- [Short problem]
Beginning with the line containing "pile in the photo above." and ending with the last line of the records, set down every line exactly.

- [Available data]
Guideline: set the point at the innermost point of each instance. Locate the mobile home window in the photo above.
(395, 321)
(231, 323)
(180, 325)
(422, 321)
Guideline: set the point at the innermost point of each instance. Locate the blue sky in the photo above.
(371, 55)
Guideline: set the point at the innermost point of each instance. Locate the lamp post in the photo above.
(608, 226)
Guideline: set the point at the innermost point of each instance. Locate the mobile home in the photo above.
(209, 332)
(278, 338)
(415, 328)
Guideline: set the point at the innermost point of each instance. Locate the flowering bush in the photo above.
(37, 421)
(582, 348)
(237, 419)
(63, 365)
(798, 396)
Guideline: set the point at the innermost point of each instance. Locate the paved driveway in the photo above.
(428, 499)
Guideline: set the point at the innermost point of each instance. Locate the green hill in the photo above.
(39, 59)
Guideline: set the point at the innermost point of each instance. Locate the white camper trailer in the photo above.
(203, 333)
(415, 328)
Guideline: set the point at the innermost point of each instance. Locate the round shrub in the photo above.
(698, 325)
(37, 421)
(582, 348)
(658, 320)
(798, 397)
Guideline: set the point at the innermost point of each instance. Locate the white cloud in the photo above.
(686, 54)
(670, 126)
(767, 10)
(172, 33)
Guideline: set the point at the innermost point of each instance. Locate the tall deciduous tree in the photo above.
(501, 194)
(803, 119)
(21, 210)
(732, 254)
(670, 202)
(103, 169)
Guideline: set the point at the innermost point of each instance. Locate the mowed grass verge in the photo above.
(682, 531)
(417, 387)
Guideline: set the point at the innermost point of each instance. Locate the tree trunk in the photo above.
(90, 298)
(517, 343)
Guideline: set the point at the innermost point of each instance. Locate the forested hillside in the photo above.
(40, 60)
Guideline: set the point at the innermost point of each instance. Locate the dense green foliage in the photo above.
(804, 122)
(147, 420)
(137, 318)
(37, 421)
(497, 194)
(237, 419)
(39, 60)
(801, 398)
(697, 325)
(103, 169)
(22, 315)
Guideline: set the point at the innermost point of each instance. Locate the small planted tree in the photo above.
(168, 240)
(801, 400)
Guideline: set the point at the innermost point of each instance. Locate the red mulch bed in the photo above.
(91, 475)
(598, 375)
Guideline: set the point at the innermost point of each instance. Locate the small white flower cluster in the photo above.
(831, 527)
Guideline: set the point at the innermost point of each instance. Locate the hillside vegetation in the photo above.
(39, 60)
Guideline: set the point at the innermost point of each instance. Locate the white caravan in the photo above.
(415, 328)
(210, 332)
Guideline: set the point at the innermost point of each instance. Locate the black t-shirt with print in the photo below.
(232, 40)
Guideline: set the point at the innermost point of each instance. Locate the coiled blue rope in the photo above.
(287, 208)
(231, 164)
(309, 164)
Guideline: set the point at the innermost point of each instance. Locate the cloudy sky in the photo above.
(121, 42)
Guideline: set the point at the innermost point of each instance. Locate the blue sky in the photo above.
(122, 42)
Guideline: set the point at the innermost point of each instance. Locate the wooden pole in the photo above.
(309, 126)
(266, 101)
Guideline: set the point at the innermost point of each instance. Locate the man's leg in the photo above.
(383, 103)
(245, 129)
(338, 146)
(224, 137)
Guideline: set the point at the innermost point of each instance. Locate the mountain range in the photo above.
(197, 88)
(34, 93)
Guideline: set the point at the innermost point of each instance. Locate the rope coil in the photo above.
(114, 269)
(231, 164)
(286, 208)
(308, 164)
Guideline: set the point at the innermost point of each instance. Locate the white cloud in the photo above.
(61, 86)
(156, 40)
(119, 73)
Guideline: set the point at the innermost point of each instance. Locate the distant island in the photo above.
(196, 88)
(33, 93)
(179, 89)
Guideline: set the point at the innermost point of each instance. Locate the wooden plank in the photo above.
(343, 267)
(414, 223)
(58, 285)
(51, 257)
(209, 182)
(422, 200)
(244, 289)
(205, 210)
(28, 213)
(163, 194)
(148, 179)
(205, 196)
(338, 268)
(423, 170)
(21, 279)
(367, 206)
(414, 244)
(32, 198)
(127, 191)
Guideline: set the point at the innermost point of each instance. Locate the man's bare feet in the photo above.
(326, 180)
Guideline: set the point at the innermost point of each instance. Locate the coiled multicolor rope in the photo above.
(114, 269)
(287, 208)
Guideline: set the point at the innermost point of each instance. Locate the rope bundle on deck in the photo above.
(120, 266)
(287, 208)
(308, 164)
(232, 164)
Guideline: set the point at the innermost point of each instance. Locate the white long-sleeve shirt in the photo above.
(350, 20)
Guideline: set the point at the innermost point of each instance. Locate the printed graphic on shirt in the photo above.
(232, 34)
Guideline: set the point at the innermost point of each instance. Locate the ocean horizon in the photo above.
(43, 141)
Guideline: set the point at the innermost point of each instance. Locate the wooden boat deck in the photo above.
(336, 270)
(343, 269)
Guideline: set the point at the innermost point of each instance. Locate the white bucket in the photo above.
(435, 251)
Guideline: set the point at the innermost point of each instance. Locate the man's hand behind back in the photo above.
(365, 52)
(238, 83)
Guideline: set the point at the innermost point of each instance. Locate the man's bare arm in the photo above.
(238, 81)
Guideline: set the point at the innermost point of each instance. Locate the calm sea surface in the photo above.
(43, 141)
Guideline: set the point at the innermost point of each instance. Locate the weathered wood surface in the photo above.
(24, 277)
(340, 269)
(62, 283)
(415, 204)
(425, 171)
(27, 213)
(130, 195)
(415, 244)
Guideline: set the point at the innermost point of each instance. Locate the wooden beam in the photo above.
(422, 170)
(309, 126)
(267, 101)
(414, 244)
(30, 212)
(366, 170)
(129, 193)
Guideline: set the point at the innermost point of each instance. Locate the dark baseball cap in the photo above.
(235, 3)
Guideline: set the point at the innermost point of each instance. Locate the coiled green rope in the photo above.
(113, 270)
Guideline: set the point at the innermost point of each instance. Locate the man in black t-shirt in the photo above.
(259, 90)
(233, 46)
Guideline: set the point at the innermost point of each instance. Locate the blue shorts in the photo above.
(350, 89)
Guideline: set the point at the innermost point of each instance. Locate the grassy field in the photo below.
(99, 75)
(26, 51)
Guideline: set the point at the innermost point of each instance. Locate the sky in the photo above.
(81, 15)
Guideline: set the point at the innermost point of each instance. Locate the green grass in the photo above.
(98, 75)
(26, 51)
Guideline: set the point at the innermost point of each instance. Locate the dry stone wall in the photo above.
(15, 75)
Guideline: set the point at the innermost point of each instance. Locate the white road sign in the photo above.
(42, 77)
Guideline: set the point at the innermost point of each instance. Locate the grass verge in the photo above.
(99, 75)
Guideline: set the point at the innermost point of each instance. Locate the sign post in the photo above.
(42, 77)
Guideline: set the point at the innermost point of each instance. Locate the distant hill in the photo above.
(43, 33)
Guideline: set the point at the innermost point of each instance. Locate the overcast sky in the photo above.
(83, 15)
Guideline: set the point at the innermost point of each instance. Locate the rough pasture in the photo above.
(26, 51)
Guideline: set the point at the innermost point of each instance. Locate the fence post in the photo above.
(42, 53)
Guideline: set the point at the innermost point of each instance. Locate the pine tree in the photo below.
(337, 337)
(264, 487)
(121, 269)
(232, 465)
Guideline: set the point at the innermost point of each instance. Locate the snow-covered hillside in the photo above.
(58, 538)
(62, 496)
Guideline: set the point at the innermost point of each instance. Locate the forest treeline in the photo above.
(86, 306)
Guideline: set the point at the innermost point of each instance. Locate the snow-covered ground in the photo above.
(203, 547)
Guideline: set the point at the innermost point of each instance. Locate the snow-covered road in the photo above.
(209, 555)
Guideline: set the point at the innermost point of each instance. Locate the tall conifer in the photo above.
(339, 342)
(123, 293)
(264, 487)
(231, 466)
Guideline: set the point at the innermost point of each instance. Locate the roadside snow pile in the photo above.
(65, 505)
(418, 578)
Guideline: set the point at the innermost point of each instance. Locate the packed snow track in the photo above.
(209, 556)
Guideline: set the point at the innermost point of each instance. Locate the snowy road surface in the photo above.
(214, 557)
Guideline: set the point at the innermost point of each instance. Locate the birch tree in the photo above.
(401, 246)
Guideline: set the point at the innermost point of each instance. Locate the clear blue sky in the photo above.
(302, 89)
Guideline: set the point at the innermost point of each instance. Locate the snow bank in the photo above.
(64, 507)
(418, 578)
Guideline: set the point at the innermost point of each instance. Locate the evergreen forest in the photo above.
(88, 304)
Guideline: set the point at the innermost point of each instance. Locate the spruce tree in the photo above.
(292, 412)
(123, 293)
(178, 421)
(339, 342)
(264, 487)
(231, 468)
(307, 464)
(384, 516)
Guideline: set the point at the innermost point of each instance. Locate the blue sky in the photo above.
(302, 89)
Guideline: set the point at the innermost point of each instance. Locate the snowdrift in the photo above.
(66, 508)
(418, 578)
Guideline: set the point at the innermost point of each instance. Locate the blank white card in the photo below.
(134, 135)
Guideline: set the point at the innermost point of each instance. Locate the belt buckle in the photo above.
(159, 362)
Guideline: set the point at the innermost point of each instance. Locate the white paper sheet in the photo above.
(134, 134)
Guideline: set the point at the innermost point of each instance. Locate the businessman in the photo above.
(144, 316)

- [Answer below]
Guideline: set the point at the innermost point of each instance. Locate the roadside snow pile in the photo above.
(65, 505)
(418, 578)
Guideline: set the point at the innermost point of each instance. Locate the packed snow track in the photo above.
(209, 556)
Guideline: set the point at the innermost point of each instance. Locate the snowy road surface in the photo above.
(214, 557)
Guideline: set the point at the innermost point of each instance. Locate the birch tree in the photo above.
(401, 246)
Guideline: set the point at the innermost point of each instance. Locate the clear blue sky in the photo above.
(302, 89)
Guideline: set the point at the innermost point of each instance. Locate the snow bank in the photo above.
(64, 507)
(418, 578)
Guideline: set the point at the innermost point of each instance. Locate the evergreen forest in the photo above.
(88, 304)
Guideline: set the point at the innermost point of each instance. Locate the spruce tree in the photo above.
(292, 412)
(123, 293)
(178, 421)
(339, 342)
(264, 487)
(231, 468)
(307, 464)
(384, 516)
Guideline: set the point at the innermost point of each instance. Locate the blue sky in the photo above.
(302, 89)
Guideline: set the point at the innermost point of each instance. Locate the snowdrift in the photo above.
(66, 508)
(418, 578)
Guideline: set the point at the innermost point of each instance. Locate the blank white card in the photo below.
(134, 135)
Guideline: set the point at the innermost point of each instance. Locate the belt buckle in the photo above.
(159, 362)
Guideline: set the point at the innermost point of each instance. Locate the white paper sheet in the photo above.
(134, 134)
Guideline: set the point at the innermost point of each instance. Locate the businessman in the photo above.
(144, 316)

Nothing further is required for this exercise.